> [What you should do]
Will you output all of the data below exactly, omitting the images?

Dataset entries
********************
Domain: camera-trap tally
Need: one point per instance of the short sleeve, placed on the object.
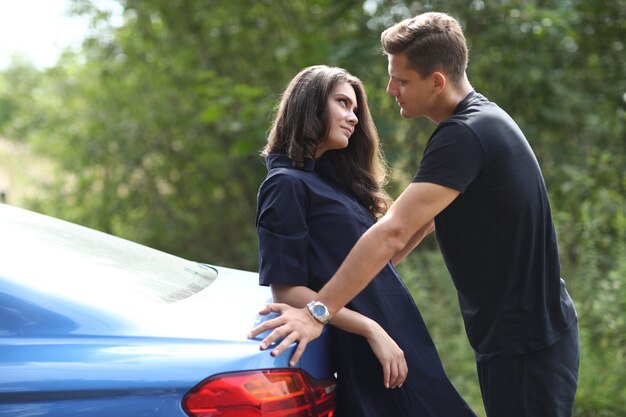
(453, 157)
(282, 230)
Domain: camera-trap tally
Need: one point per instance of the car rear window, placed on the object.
(72, 260)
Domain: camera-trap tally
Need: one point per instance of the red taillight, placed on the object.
(264, 393)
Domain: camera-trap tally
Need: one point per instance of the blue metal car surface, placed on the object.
(91, 324)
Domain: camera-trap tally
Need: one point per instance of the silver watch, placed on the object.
(319, 311)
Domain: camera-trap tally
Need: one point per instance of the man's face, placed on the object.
(415, 95)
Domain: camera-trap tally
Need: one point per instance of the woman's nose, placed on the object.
(391, 89)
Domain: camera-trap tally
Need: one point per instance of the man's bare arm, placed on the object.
(416, 206)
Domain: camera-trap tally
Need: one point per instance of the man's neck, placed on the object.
(450, 99)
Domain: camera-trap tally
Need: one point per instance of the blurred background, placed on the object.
(148, 124)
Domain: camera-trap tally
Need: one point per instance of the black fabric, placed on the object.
(538, 383)
(307, 223)
(497, 237)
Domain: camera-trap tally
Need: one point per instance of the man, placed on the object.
(481, 183)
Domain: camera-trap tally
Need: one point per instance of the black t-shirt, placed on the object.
(497, 237)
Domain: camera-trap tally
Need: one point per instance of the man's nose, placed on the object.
(391, 88)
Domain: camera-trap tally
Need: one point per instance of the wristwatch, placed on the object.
(319, 311)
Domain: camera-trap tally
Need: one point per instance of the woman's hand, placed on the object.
(390, 355)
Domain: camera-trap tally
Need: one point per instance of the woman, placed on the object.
(322, 192)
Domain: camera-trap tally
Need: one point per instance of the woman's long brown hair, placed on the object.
(301, 123)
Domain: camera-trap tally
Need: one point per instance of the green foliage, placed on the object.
(153, 133)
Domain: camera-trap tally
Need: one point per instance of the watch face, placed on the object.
(319, 310)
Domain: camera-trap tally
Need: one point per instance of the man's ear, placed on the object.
(439, 81)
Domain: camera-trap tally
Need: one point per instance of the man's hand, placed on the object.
(293, 325)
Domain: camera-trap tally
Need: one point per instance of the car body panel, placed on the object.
(80, 333)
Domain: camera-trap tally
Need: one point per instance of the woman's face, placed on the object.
(341, 106)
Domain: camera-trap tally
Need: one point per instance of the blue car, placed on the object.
(94, 325)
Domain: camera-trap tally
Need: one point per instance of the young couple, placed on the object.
(478, 182)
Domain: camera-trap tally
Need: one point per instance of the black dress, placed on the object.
(307, 223)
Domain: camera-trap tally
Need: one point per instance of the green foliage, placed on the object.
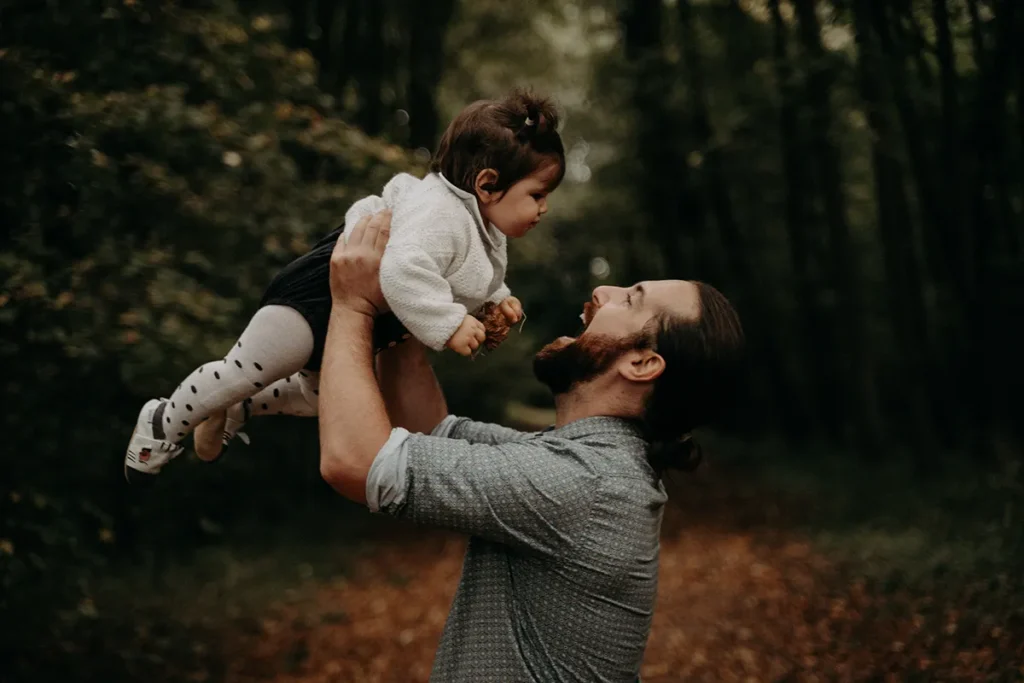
(148, 209)
(161, 164)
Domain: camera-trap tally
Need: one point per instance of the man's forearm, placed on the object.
(411, 391)
(353, 422)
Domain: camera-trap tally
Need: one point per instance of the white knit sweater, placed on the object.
(442, 260)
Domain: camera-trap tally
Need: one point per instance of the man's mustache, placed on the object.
(589, 310)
********************
> [Solution to this exercise]
Domain: camera-trap tally
Need: one point per instance of the short sleeve, placed on the object.
(453, 157)
(282, 230)
Domain: camera-trap tally
Need: one point per instance of the car rear window, placed on the object.
(72, 260)
Domain: camera-trap tally
Need: one point per instance of the red taillight, placed on the object.
(264, 393)
Domain: camera-trap tally
Need: one point per instance of the blue metal car surface, placed on the object.
(91, 324)
Domain: camera-trap tally
Need: one point per instance of the silver watch, placed on the object.
(319, 311)
Domain: camera-trap tally
Need: one point per instance of the man's face, placed on the object.
(415, 95)
Domain: camera-trap tally
Need: one point per instance of the woman's nose, placed on the object.
(391, 89)
Domain: camera-trap tally
Need: one point per instance of the man's bare arm, placed on the object.
(416, 206)
Domain: camera-trap tally
Need: one point per instance of the man's neck, placed on the object.
(450, 99)
Domain: camera-trap tally
Need: one point per instance of the blurred background, placed on the object.
(148, 124)
Domain: camera-trap tally
Need: one point per instance of the black fabric, placed on the object.
(538, 383)
(307, 223)
(497, 237)
Domain: camera-trap tally
Need: one point per instance of the man, placed on the object.
(481, 183)
Domain: camera-trap tally
Need: one point per instance of the black t-shirt, placed on the object.
(497, 237)
Domain: camera-trap tally
Need: one point per instance of the man's nose, placed on the object.
(391, 88)
Domain: camera-trap tally
Need: one point per instance of the wristwatch, placed on the object.
(319, 311)
Domain: camera-trap tally
Need: one point per instance of the woman's hand, placed on the object.
(390, 355)
Domain: camera-trap tally
Need: one point per instance of the woman, placed on the object.
(322, 192)
Domain: camera-trap tally
Need: one point per instance of the woman's long brown hair, placed on the object.
(301, 123)
Domain: camera-trap tally
Need: one point per instance of the green foliage, placed on the object.
(153, 133)
Domain: camera-trap tally
Need: one point per instance of the watch face, placed on the object.
(319, 310)
Domain: camera-trap tally
Need: one point per instance of the man's ear, placed on the object.
(439, 81)
Domain: camera-trap tally
Need: one point per instance of the man's hand, placed on the object.
(293, 325)
Domain: camera-trap tally
Need: one point per instance of the car body panel, placed on the object.
(80, 333)
Domain: camera-trap tally
Need: one point per instance of the woman's face, placed on the object.
(341, 106)
Domain: camera-trap tally
Need: one point per instance of the blue car, placed on the object.
(94, 325)
Domain: camera-trap tally
Need: one point per instance of the young couple, placed on the object.
(478, 182)
Domain: camera-trap tally
Need: one point per instance of the black dress, placed on the object.
(307, 223)
Domain: camera-trap tally
Need: one point per instance of the green foliage, placed on the object.
(148, 209)
(161, 164)
Domain: camera-trap tally
Need: one point per instance of the man's forearm, placed on the object.
(411, 391)
(353, 422)
Domain: camera-trap tally
Need: one point per instance of the white knit sweater, placed on the object.
(442, 260)
Domain: camera-trap tally
Need: one point per instance of the man's mustache, placed on the object.
(589, 310)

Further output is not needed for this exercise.